From the first line of the records below through the line containing "Phrase: celebrating player", copy everything exactly and nothing more.

---------------

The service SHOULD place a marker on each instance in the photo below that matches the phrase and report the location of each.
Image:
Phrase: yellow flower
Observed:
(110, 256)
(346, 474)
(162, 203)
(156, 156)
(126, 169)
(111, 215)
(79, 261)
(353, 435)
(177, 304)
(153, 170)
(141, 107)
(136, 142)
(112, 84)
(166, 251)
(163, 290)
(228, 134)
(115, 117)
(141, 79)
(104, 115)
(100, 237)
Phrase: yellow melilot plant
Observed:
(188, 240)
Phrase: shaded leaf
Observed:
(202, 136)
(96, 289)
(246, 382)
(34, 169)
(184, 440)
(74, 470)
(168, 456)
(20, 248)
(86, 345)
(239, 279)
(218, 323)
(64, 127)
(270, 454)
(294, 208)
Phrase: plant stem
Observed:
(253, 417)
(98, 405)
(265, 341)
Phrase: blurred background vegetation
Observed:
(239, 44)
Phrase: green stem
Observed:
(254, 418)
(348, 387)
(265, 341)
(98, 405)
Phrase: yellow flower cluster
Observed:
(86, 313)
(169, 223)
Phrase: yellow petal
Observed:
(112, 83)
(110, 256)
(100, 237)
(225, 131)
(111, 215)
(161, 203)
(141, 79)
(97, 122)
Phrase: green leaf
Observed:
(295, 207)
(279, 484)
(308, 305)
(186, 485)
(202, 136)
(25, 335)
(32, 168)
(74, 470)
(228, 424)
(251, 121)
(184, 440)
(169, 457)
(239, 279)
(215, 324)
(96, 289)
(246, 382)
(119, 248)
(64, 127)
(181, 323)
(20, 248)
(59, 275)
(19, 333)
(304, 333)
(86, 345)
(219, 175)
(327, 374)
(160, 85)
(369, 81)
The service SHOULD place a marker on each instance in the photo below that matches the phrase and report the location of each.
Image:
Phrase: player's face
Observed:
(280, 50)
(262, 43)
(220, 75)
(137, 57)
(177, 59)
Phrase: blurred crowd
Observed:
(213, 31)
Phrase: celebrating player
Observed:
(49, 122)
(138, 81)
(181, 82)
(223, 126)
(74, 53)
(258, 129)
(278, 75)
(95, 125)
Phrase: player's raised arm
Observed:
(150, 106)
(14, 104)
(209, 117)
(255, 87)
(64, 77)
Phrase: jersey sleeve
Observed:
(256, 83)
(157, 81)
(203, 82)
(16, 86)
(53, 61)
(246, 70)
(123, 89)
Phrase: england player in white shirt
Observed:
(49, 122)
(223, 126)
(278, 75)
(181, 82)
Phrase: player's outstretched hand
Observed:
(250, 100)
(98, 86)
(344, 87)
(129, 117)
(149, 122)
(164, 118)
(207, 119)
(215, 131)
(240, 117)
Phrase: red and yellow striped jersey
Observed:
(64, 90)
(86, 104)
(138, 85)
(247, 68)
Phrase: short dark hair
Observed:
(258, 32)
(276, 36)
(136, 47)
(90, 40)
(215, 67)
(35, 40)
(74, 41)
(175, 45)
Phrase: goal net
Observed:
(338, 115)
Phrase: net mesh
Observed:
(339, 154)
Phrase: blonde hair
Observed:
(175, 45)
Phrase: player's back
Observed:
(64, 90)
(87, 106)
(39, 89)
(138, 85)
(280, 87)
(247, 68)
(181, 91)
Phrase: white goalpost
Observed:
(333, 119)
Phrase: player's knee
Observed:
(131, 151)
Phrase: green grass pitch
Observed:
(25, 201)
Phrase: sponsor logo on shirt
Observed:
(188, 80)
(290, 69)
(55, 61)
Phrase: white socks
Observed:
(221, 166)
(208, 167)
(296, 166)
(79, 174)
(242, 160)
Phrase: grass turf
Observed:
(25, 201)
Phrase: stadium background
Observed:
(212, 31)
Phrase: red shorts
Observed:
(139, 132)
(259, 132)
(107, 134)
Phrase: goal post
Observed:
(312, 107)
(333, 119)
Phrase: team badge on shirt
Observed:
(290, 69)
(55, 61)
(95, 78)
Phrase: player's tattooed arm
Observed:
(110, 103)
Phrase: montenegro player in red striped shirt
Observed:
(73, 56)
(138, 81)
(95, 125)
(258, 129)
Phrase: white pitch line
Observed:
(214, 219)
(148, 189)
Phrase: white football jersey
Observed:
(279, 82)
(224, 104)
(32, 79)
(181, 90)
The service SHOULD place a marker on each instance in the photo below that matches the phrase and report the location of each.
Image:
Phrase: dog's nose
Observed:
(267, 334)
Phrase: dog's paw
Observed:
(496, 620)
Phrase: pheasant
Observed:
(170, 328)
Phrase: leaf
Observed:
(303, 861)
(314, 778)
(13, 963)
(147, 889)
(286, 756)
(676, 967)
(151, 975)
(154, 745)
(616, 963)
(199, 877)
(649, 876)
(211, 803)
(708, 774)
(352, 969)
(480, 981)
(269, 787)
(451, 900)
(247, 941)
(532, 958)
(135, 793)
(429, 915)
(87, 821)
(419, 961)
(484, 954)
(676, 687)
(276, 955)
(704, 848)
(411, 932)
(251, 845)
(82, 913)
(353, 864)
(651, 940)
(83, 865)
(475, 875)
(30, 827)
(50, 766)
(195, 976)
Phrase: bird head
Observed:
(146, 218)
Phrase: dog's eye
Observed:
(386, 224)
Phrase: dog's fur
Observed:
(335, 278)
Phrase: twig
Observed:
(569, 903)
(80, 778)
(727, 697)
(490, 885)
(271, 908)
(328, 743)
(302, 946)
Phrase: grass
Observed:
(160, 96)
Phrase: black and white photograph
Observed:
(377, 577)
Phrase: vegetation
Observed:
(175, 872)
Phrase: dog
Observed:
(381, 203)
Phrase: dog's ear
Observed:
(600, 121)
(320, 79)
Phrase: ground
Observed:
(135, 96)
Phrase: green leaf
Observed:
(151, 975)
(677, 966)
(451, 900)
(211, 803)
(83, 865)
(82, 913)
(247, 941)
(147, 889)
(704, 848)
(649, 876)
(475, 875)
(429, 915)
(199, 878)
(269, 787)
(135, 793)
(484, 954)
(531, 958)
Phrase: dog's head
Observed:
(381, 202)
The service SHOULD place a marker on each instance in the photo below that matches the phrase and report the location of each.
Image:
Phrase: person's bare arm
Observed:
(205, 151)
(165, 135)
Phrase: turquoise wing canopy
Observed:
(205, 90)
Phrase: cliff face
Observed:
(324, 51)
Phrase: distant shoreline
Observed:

---------------

● **WRITTEN ANSWER**:
The service SHOULD place a marker on each instance in the photo below that matches the phrase and report the location of each.
Image:
Phrase: yellow flower
Observed:
(110, 256)
(346, 474)
(162, 203)
(156, 156)
(126, 169)
(111, 215)
(79, 261)
(353, 435)
(177, 304)
(153, 170)
(141, 107)
(136, 142)
(112, 84)
(166, 251)
(163, 290)
(228, 134)
(115, 117)
(141, 79)
(104, 115)
(100, 237)
Phrase: yellow melilot plant
Observed:
(188, 240)
Phrase: shaded leaf
Observed:
(202, 136)
(96, 289)
(246, 382)
(34, 169)
(184, 440)
(74, 470)
(168, 456)
(20, 248)
(86, 345)
(239, 279)
(218, 323)
(64, 127)
(270, 454)
(294, 208)
Phrase: plant stem
Observed:
(253, 417)
(98, 405)
(265, 341)
Phrase: blurred background vegetation
Observed:
(239, 44)
Phrase: green stem
Observed:
(254, 418)
(348, 387)
(265, 341)
(98, 405)
Phrase: yellow flower cluster
Observed:
(86, 313)
(169, 223)
Phrase: yellow petal
Observed:
(112, 83)
(110, 256)
(100, 237)
(225, 131)
(111, 215)
(161, 203)
(141, 79)
(97, 122)
Phrase: green leaf
Observed:
(295, 207)
(279, 484)
(308, 305)
(186, 485)
(202, 136)
(25, 335)
(32, 168)
(74, 470)
(228, 424)
(251, 121)
(184, 440)
(169, 457)
(239, 279)
(215, 324)
(96, 289)
(246, 382)
(119, 248)
(64, 127)
(181, 323)
(20, 248)
(59, 275)
(19, 333)
(304, 333)
(86, 345)
(219, 175)
(327, 374)
(160, 85)
(369, 81)
The service SHOULD place a marker on each instance in the photo below that matches the phrase and report the location of each.
Image:
Phrase: player's face
Observed:
(280, 50)
(262, 43)
(220, 75)
(137, 57)
(177, 59)
Phrase: blurred crowd
Observed:
(213, 31)
Phrase: celebrating player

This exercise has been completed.